*TEXTO PARA LEER*
# # # # #

El Día del Maestro ofrece la oportunidad para reflexionar sobre las obligaciones de la sociedad hacia el magisterio y, como contraparte, sobre los deberes que los maestros tienen hacia la sociedad. La sociedad repara poco en los docentes y entre éstos subsiste un sentimiento de autodevaluación; los profesores se quejan de que la sociedad no valora suficientemente su trabajo, etc.
Este sentimiento existe desde hace mucho tiempo, pero cobró mayor fuerza a medida que el sistema educativo se expandía. En 1950 había 3 millones de alumnos en el sistema educativo, para 2000 eran 30 millones. El gremio de profesores pasó de 300 mil a 1 millón y medio de miembros.
La expansión trajo consigo masificación, pérdida de identidad, anonimato, opacidad y estandarización. En medio del gigantismo impersonal y burocrático, la figura del docente tendió a diluirse y este fenómeno cobró mayor dramatismo en un sistema educativo que, no obstante el acuerdo de 1992, siguió siendo altamente centralizado.
No es sino recientemente que se ha lanzado la política de colocar “la escuela al centro”, política que a la larga (de consumarse efectivamente) significará una reorganización radical en la operación del sistema educativo y permitirá que el maestro recobre parte del protagonismo que la masificación hizo desaparecer.

# # # # #

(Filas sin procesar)
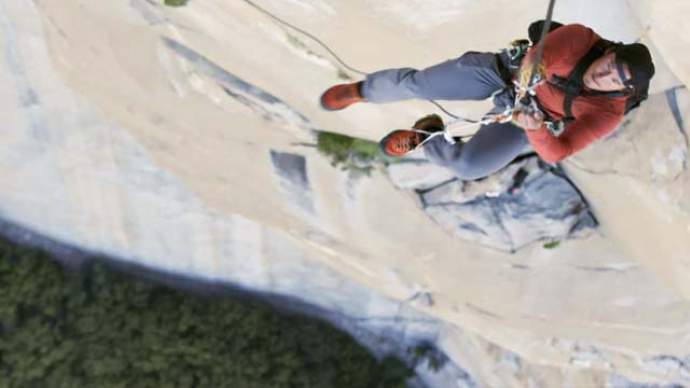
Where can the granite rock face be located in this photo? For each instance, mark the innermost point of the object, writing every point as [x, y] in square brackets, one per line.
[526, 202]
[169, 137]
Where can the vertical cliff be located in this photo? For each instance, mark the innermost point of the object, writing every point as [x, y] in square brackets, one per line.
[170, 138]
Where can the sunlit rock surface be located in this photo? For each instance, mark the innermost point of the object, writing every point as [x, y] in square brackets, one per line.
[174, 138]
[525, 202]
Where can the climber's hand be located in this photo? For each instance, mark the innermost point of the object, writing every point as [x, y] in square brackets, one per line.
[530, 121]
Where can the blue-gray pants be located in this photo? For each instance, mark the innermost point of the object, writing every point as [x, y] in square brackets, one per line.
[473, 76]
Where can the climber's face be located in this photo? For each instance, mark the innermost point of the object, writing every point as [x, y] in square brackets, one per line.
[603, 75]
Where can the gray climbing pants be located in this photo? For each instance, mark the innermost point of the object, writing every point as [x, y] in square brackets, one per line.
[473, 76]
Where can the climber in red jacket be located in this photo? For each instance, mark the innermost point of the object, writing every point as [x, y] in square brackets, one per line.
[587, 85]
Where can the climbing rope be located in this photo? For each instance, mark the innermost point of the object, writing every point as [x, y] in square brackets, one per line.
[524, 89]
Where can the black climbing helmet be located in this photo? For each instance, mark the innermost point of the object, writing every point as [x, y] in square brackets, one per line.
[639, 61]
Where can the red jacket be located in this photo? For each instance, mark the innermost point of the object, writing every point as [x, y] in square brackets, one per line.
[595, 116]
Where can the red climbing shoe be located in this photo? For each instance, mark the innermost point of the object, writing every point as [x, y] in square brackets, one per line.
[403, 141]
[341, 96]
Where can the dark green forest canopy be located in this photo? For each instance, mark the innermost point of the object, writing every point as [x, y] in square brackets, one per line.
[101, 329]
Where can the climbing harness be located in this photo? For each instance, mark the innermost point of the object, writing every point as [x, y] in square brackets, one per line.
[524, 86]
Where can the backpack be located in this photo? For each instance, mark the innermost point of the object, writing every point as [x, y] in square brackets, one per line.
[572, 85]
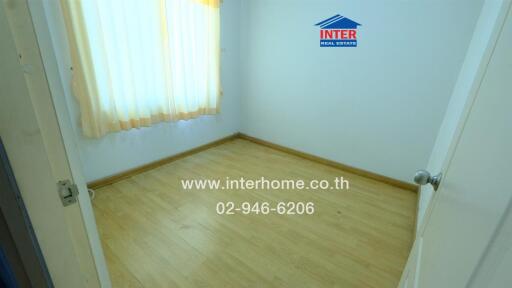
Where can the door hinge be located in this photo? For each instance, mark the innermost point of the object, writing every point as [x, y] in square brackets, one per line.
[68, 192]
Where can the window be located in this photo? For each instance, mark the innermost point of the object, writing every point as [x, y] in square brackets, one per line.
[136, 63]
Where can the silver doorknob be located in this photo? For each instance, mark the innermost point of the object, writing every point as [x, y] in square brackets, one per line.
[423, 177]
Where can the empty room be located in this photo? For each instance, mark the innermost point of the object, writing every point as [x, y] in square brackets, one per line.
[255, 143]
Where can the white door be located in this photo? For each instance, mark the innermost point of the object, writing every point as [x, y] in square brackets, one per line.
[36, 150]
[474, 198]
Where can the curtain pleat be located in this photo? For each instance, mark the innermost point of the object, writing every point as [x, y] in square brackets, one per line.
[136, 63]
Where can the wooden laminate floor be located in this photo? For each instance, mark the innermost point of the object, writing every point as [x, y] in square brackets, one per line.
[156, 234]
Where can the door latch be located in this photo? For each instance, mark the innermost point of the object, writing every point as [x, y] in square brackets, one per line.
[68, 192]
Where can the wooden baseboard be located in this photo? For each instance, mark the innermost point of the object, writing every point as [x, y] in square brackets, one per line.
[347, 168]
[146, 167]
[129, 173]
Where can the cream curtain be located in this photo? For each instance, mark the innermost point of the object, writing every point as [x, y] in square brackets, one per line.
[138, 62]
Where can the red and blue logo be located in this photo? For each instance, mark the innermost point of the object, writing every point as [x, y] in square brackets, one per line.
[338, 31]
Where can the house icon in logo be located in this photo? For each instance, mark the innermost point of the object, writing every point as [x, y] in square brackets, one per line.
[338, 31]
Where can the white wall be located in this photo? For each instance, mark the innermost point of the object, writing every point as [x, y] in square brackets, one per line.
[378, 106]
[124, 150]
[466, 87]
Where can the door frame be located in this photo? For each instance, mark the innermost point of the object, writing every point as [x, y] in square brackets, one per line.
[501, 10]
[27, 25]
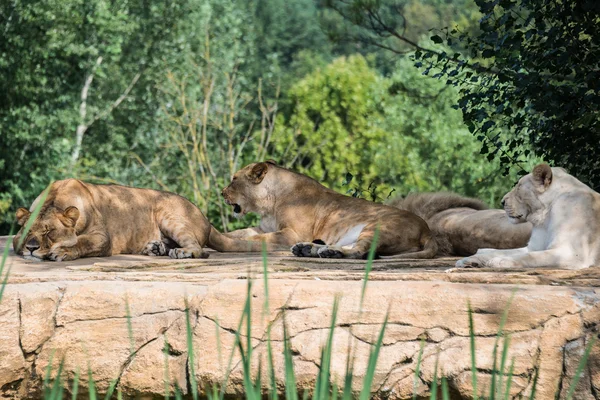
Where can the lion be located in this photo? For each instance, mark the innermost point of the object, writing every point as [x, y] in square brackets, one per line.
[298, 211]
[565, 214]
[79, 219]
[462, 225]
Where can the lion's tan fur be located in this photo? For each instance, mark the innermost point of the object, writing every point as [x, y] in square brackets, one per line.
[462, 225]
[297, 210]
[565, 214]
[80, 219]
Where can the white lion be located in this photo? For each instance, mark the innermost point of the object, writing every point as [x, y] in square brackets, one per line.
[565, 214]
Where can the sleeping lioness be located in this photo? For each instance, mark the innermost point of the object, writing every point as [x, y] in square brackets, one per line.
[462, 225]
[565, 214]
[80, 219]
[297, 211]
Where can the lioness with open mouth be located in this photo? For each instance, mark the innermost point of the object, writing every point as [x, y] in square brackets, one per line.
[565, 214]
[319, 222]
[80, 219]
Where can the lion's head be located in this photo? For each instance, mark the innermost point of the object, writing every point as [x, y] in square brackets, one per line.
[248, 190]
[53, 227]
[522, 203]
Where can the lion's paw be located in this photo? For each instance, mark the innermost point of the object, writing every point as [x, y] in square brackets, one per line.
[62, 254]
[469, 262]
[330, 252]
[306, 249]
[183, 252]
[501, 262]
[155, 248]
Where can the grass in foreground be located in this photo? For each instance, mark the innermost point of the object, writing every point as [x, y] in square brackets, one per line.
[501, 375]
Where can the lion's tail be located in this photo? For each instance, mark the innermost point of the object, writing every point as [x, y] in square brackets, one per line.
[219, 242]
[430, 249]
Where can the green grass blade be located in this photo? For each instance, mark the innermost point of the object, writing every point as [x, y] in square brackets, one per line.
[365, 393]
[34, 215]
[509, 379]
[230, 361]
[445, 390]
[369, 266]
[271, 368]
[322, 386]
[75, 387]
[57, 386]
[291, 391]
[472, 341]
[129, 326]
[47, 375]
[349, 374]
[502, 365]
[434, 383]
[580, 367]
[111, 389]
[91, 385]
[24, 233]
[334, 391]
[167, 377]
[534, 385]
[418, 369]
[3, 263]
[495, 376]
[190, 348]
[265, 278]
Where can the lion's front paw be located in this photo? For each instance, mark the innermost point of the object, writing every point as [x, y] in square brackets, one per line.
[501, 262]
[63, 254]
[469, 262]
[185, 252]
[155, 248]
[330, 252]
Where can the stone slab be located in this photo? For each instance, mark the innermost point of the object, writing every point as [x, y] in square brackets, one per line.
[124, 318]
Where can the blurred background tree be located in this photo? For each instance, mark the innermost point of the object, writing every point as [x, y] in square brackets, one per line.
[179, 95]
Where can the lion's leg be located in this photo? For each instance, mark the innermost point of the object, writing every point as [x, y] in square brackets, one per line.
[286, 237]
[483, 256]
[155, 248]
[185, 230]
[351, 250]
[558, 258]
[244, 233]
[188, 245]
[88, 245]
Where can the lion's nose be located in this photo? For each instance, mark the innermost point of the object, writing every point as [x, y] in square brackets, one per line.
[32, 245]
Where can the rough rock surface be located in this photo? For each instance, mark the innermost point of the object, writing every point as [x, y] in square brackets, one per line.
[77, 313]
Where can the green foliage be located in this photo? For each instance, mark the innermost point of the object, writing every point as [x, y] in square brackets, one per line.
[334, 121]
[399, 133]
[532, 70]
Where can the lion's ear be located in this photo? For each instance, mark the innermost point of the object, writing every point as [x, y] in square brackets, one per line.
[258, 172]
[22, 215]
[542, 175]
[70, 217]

# # # # #

*TAREAS DEL EJERCICIO*
• a. Resume en dos oraciones el texto sobre el Día del Maestro.
• b. Continúa el texto sobre el Día del Maestro a partir de donde termina.

*RESPUESTAS*
• a. El texto señala que entre los docentes subsiste el sentimiento de que la sociedad no valora su trabajo, y que ese sentimiento cobró fuerza con la expansión del sistema educativo, que pasó de 3 millones de alumnos en 1950 a 30 millones en 2000. La masificación y un sistema aún muy centralizado diluyeron la figura del docente, pero la reciente política de colocar "la escuela al centro" permitirá, de consumarse, que el maestro recobre parte de su protagonismo.

• b.
El reconocimiento social se relaciona con dos dimensiones: la identidad y el poder. ¿Qué es el profesor? ¿Es un trabajador o es un profesional? Si se piensa que es un simple trabajador, un obrero, sus intereses quedan encapsulados en el salario y en otros elementos materiales.
Por el contrario, si se cree que el docente es un profesional, el salario y los elementos materiales no pierden su importancia, pero en este caso lo principal —para conquistar reconocimiento social— se asocia al poder sobre su materia de trabajo. Los profesores, en tanto profesionales, aspiran a tener mayor capacidad de decisión sobre sus áreas de trabajo: calendarios, planes de estudio, libros de texto, etc. (aunque este orden de cosas comienza a modificarse de forma significativa).
En una encuesta de 1998, la revista Educación 2001, los profesores tuvieron que responder a esta pregunta: “¿Qué es para usted lo más importante para mejorar la calidad de la educación en México: que los maestros tengan mejores salarios o que los maestros intervengan y decidan sobre planes y programas de estudio?
Un contundente 71 por ciento eligió la segunda opción. Esta respuesta era (y es) reflejo de la verdadera identidad del magisterio. Los profesores no se ven a sí mismos como trabajadores o miembros de la clase obrera, ellos se consideran intelectuales o profesionales y quieren ser valorados como tales.
Y ese juicio es correcto. La cultura nacional entera tiene su fundamento principal en la labor intelectual, cultural, que realizan en miles y miles de escuelas los profesores. La escuela es una fábrica de significados. El trabajo docente es el cimiento cultural de la nación y es factor clave para una convivencia civilizada.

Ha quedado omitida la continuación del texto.